> [PROBLEM] Each entry has to be given again in its exact wording, and no picture may appear in the result.
*** RECORDS Section Begins ***
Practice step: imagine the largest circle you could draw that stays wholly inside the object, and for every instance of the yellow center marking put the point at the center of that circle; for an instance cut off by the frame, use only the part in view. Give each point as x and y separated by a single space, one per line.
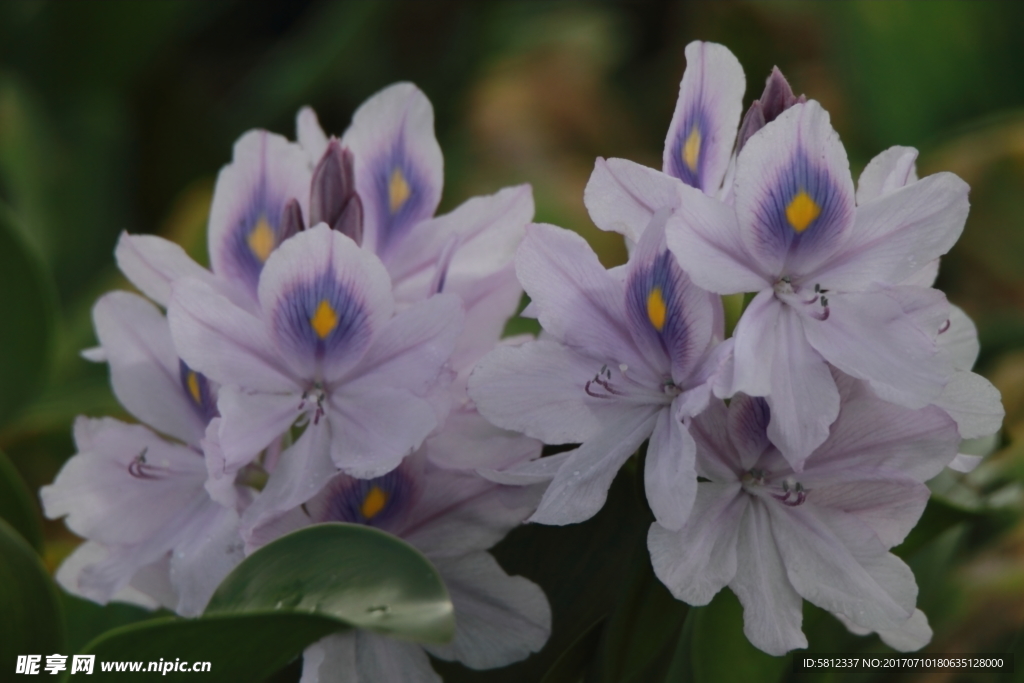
691 150
397 190
802 211
193 383
373 503
325 319
261 240
655 308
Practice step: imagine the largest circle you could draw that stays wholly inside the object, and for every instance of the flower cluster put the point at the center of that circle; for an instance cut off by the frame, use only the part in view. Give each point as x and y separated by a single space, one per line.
849 376
335 363
315 373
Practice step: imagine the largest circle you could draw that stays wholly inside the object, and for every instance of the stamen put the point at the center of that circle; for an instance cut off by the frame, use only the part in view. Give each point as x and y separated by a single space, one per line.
140 469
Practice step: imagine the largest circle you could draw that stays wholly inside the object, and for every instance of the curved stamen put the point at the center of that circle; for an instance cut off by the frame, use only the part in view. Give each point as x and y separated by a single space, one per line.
140 469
*** RECORDS Section Ends ***
> [ANSWER BOX]
Practice step: imagine the largest circle you could draw that stays wholly inside the object, and for every instance of the yellow center marking put the point at the center of that circle; for an instance cut off by the frame, use only the part in view. Give each point as x and y separated by a single space, one per line.
691 150
397 190
802 211
193 383
373 503
325 319
261 240
655 308
Practice step: imagine the largest circle you could draw that stays wholly inside the object, and for every instance of the flower cluster put the point at the center of that circle; for an instance cut off by the frame, use only the part in view. Give each point as x and y separated by a single space, one per line.
849 376
335 363
315 373
Practice step: imagine the largest circle you could draw that stays wholly inside the object, and for every instance of the stamen put the point at the center of that circle; for an instance cut off by the frame, use only the part in view. Give each point as x and y separated by a single space, one per line.
140 469
Practice step: imagine the largest circle you could draw that stays wholly inside the object, and for every instance of the curved stamen put the point at the center of that circle; for an instance cut off by the frame, use only the part in view. Give each point as x and y separated by a single space, one per line.
140 469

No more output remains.